▶ Task requirements: Go through the listing and write out each line exactly.
----
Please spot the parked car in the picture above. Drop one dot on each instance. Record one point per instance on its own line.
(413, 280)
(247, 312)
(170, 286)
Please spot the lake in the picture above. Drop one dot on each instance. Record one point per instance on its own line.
----
▶ The completed task:
Please spot the parked car in the picture above. Drop one dot on each instance. Record one point per instance on its own line.
(413, 280)
(247, 312)
(170, 286)
Please spot the lake in the picture above. Drop one dot on each instance. Record one point per instance on its own line.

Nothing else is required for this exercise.